▶ **TASK OBJECTIVE**:
Reproduce the records below exactly as given.

▶ **Natural-language object grounding data**:
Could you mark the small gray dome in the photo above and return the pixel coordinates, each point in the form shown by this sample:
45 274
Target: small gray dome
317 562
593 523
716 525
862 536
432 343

▶ **RESPONSE TO THE EXERCISE**:
Could you mark the small gray dome in the photo above and return the pixel coordinates, each point in the form shown by this sample:
45 274
Target: small gray dome
317 562
593 523
716 525
862 536
432 343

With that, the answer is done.